→ **SET EXERCISE**:
Repeat these lines with "Trace the outline" changed to "Draw the outline" everywhere and nothing else altered, and leave the pictures out of your answer.

→ **DATA PROVIDED**:
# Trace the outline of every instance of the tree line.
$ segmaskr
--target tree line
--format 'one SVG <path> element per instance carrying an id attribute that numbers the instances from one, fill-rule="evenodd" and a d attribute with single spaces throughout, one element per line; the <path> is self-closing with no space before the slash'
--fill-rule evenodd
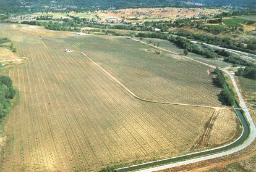
<path id="1" fill-rule="evenodd" d="M 238 76 L 244 76 L 245 78 L 256 80 L 256 68 L 245 67 L 245 68 L 240 68 L 236 72 Z"/>
<path id="2" fill-rule="evenodd" d="M 224 104 L 228 105 L 233 105 L 236 102 L 236 99 L 233 91 L 228 88 L 228 84 L 226 83 L 226 78 L 221 70 L 216 68 L 214 70 L 215 73 L 215 78 L 213 78 L 213 83 L 215 85 L 222 88 L 221 92 L 220 94 L 220 100 Z"/>
<path id="3" fill-rule="evenodd" d="M 16 93 L 9 76 L 0 76 L 0 121 L 10 112 L 12 100 Z"/>

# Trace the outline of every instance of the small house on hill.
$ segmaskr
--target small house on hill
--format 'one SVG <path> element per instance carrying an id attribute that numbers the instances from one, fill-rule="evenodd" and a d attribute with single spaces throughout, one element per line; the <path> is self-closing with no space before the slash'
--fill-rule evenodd
<path id="1" fill-rule="evenodd" d="M 70 52 L 71 51 L 69 49 L 66 48 L 65 50 L 66 52 Z"/>

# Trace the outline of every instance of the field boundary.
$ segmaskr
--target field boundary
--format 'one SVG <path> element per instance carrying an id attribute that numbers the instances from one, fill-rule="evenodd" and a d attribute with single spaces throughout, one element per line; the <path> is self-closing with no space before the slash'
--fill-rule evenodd
<path id="1" fill-rule="evenodd" d="M 47 46 L 46 46 L 45 44 L 43 43 L 43 40 L 41 39 L 41 41 L 42 42 L 42 43 L 43 43 L 43 46 L 45 46 L 45 47 L 49 48 L 49 49 L 52 49 L 52 48 L 49 47 Z M 63 49 L 59 49 L 59 50 L 64 51 Z M 135 98 L 136 98 L 139 100 L 140 100 L 142 101 L 150 102 L 150 103 L 160 104 L 169 104 L 169 105 L 184 105 L 184 106 L 192 106 L 192 107 L 197 107 L 211 108 L 211 109 L 213 109 L 215 110 L 227 109 L 227 107 L 214 107 L 214 106 L 208 106 L 208 105 L 195 105 L 195 104 L 181 104 L 181 103 L 176 103 L 176 102 L 161 102 L 161 101 L 151 100 L 148 100 L 148 99 L 145 99 L 140 97 L 139 96 L 136 95 L 134 92 L 133 92 L 131 90 L 130 90 L 129 88 L 127 88 L 126 86 L 124 86 L 117 79 L 114 78 L 108 72 L 107 72 L 103 67 L 101 67 L 100 65 L 98 65 L 97 63 L 96 63 L 95 61 L 93 61 L 92 59 L 90 59 L 85 53 L 84 53 L 83 52 L 80 51 L 77 51 L 77 50 L 72 50 L 72 52 L 75 52 L 76 51 L 76 52 L 79 52 L 81 53 L 84 57 L 87 58 L 94 65 L 95 65 L 96 67 L 100 68 L 100 69 L 101 69 L 101 70 L 102 70 L 104 73 L 105 73 L 106 75 L 108 75 L 110 78 L 111 78 L 113 80 L 114 80 L 114 81 L 116 81 L 117 84 L 119 84 L 121 86 L 122 86 L 124 89 L 126 89 L 127 91 L 128 91 L 128 92 L 130 93 L 130 94 L 131 94 Z M 194 60 L 194 59 L 190 59 L 189 57 L 187 57 L 187 58 L 189 59 L 191 59 L 191 60 Z M 195 60 L 195 61 L 197 61 L 198 62 L 200 62 Z M 208 64 L 205 63 L 202 63 L 208 65 Z"/>

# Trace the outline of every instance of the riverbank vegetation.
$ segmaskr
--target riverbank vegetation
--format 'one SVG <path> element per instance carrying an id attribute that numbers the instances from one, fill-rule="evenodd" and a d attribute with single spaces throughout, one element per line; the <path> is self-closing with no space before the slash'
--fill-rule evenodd
<path id="1" fill-rule="evenodd" d="M 218 68 L 215 68 L 214 72 L 216 76 L 213 79 L 213 83 L 216 86 L 222 88 L 219 99 L 224 104 L 233 105 L 235 103 L 236 99 L 233 91 L 228 87 L 228 84 L 226 81 L 226 78 L 224 76 L 223 72 Z"/>
<path id="2" fill-rule="evenodd" d="M 11 78 L 6 76 L 0 76 L 0 122 L 10 112 L 15 89 Z"/>

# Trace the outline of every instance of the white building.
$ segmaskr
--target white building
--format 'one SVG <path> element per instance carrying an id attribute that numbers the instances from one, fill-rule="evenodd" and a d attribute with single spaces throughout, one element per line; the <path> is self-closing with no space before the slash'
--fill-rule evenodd
<path id="1" fill-rule="evenodd" d="M 161 31 L 161 29 L 160 29 L 160 28 L 154 28 L 154 31 Z"/>

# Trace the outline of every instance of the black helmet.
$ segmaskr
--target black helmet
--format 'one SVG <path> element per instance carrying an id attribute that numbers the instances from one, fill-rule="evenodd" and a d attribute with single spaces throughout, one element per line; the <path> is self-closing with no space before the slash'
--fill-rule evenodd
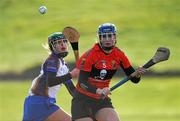
<path id="1" fill-rule="evenodd" d="M 98 27 L 99 44 L 103 50 L 110 51 L 114 48 L 116 44 L 116 31 L 116 26 L 112 23 L 104 23 Z"/>

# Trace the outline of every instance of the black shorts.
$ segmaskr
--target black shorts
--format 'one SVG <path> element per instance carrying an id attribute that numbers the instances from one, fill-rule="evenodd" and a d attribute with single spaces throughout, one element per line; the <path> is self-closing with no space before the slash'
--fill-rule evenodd
<path id="1" fill-rule="evenodd" d="M 75 97 L 72 99 L 72 119 L 76 120 L 85 117 L 95 119 L 95 114 L 102 108 L 114 108 L 110 98 L 96 100 L 76 92 Z"/>

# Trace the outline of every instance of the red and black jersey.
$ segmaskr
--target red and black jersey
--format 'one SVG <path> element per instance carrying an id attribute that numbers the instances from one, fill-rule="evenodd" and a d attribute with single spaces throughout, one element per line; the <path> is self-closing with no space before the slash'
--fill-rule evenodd
<path id="1" fill-rule="evenodd" d="M 95 44 L 93 48 L 85 52 L 77 62 L 77 68 L 90 72 L 88 80 L 85 81 L 88 81 L 96 88 L 109 87 L 111 78 L 120 66 L 123 66 L 125 69 L 131 66 L 124 52 L 114 47 L 107 54 L 100 48 L 99 44 Z M 100 97 L 98 94 L 82 89 L 79 82 L 77 83 L 77 90 L 96 99 Z"/>

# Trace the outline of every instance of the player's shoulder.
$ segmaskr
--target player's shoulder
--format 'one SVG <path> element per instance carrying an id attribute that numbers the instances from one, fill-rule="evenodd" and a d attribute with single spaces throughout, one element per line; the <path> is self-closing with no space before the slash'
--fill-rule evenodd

→ **EXERCISE RESULT**:
# Draw the outline of every instance of the tree line.
$ segmaskr
--target tree line
--format 'one SVG <path> element per instance carrying an id attribute that numbers the instances from one, fill-rule="evenodd" and a d attribute with single spaces throughout, one element per line; the <path> is self-closing with no space before the slash'
--fill-rule evenodd
<path id="1" fill-rule="evenodd" d="M 238 76 L 244 76 L 245 78 L 256 80 L 256 68 L 245 67 L 245 68 L 240 68 L 236 72 Z"/>
<path id="2" fill-rule="evenodd" d="M 224 104 L 228 105 L 233 105 L 236 102 L 236 99 L 233 91 L 228 88 L 228 84 L 226 83 L 226 78 L 221 70 L 216 68 L 214 70 L 215 73 L 215 78 L 213 78 L 213 83 L 215 85 L 222 88 L 221 92 L 220 94 L 220 100 Z"/>
<path id="3" fill-rule="evenodd" d="M 16 93 L 9 76 L 0 76 L 0 121 L 10 112 L 12 100 Z"/>

# Draw the outline of every instance of the small house on hill.
$ segmaskr
--target small house on hill
--format 'one SVG <path> element per instance carrying an id attribute that numbers the instances from one, fill-rule="evenodd" and a d attribute with single spaces throughout, one element per line; the <path> is self-closing with no space before the slash'
--fill-rule evenodd
<path id="1" fill-rule="evenodd" d="M 70 52 L 71 51 L 69 49 L 66 48 L 65 50 L 66 52 Z"/>

# Draw the outline of every instance of the field boundary.
$ segmaskr
--target field boundary
--format 'one SVG <path> element per instance carrying an id attribute that numbers the instances from one, fill-rule="evenodd" and a d attribute with single spaces throughout, one element per line; the <path> is self-closing with no space before the slash'
--fill-rule evenodd
<path id="1" fill-rule="evenodd" d="M 47 46 L 46 46 L 45 44 L 43 43 L 43 40 L 41 39 L 41 41 L 42 42 L 42 43 L 43 43 L 43 46 L 45 46 L 45 47 L 49 48 L 49 49 L 52 49 L 52 48 L 49 47 Z M 63 49 L 59 49 L 59 50 L 64 51 Z M 135 98 L 136 98 L 139 100 L 140 100 L 142 101 L 150 102 L 150 103 L 160 104 L 169 104 L 169 105 L 184 105 L 184 106 L 192 106 L 192 107 L 197 107 L 211 108 L 211 109 L 213 109 L 215 110 L 227 109 L 227 107 L 214 107 L 214 106 L 208 106 L 208 105 L 195 105 L 195 104 L 181 104 L 181 103 L 176 103 L 176 102 L 161 102 L 161 101 L 151 100 L 148 100 L 148 99 L 145 99 L 140 97 L 139 96 L 136 95 L 134 92 L 133 92 L 131 90 L 130 90 L 129 88 L 127 88 L 126 86 L 124 86 L 117 79 L 114 78 L 108 72 L 107 72 L 103 67 L 101 67 L 100 65 L 98 65 L 97 63 L 96 63 L 95 61 L 93 61 L 92 59 L 90 59 L 85 53 L 84 53 L 83 52 L 80 51 L 77 51 L 77 50 L 72 50 L 72 52 L 75 52 L 76 51 L 76 52 L 79 52 L 81 53 L 84 57 L 87 58 L 94 65 L 95 65 L 96 67 L 100 68 L 100 69 L 101 69 L 101 70 L 102 70 L 104 73 L 105 73 L 106 75 L 108 75 L 110 78 L 111 78 L 113 80 L 114 80 L 114 81 L 116 81 L 117 84 L 119 84 L 121 86 L 122 86 L 124 89 L 126 89 L 127 91 L 128 91 L 128 92 L 130 93 L 130 94 L 131 94 Z M 194 60 L 194 59 L 190 59 L 189 57 L 187 57 L 187 58 L 189 59 L 191 59 L 191 60 Z M 195 60 L 195 61 L 197 61 L 198 62 L 200 62 Z M 208 64 L 205 63 L 202 63 L 208 65 Z"/>

# Draw the outline of every instance of the riverbank vegetation.
$ segmaskr
--target riverbank vegetation
--format 'one SVG <path> element per instance carrying an id attribute that numbers the instances from one, fill-rule="evenodd" and a d attribute with single spaces throughout, one element per line; the <path> is self-closing with no space before the slash'
--fill-rule evenodd
<path id="1" fill-rule="evenodd" d="M 218 68 L 215 68 L 214 72 L 216 76 L 213 79 L 213 83 L 216 86 L 222 88 L 219 99 L 224 104 L 233 105 L 235 103 L 236 99 L 233 91 L 228 87 L 228 84 L 226 81 L 226 78 L 224 76 L 223 72 Z"/>
<path id="2" fill-rule="evenodd" d="M 11 78 L 6 76 L 0 76 L 0 122 L 10 112 L 15 89 Z"/>

# Draw the outline of every instance of the white building.
$ segmaskr
--target white building
--format 'one SVG <path> element per instance carrying an id attribute that numbers the instances from one, fill-rule="evenodd" and a d attribute with single spaces throughout, one element per line; the <path> is self-closing with no space before the slash'
--fill-rule evenodd
<path id="1" fill-rule="evenodd" d="M 161 31 L 161 29 L 160 29 L 160 28 L 154 28 L 154 31 Z"/>

# Draw the outline of every instance of the black helmet.
$ segmaskr
--target black helmet
--format 'one SVG <path> element per instance carrying an id attribute that numbers the instances from one, fill-rule="evenodd" and a d attribute with single spaces throughout, one element per line; the <path> is self-closing with no space before the slash'
--fill-rule evenodd
<path id="1" fill-rule="evenodd" d="M 98 27 L 99 44 L 103 50 L 110 51 L 114 48 L 116 44 L 116 31 L 116 26 L 112 23 L 104 23 Z"/>

# Draw the outline of every instance of the black shorts.
$ segmaskr
--target black shorts
--format 'one SVG <path> element per instance carrying an id attribute that numbers the instances from one, fill-rule="evenodd" and a d attribute with single spaces throughout, one element per line; the <path> is self-closing with no space before the slash'
--fill-rule evenodd
<path id="1" fill-rule="evenodd" d="M 75 97 L 72 99 L 72 119 L 76 120 L 85 117 L 95 119 L 95 114 L 102 108 L 114 108 L 110 98 L 96 100 L 76 92 Z"/>

# Draw the outline of every instance of the red and black jersey.
$ segmaskr
--target red and black jersey
--format 'one SVG <path> element per instance carrying an id attribute that numbers the instances from one, fill-rule="evenodd" and a d attribute with single spaces throughout, one element per line; the <path> is self-closing with no space before the slash'
--fill-rule evenodd
<path id="1" fill-rule="evenodd" d="M 95 44 L 93 48 L 85 52 L 77 62 L 77 68 L 90 72 L 88 80 L 85 81 L 88 81 L 96 88 L 109 87 L 111 78 L 120 66 L 123 66 L 125 69 L 131 66 L 124 52 L 114 47 L 107 54 L 100 48 L 99 44 Z M 100 97 L 98 94 L 82 89 L 79 82 L 77 83 L 77 90 L 96 99 Z"/>

# Draw the outline of every instance of the player's shoulder.
$ segmaskr
--target player's shoulder
--format 'one SVG <path> element per instance carrying an id attribute that numbers the instances from one, fill-rule="evenodd" and a d attribute with single spaces throughout, one element per line; the <path> is self-closing with no space before the slash'
--fill-rule evenodd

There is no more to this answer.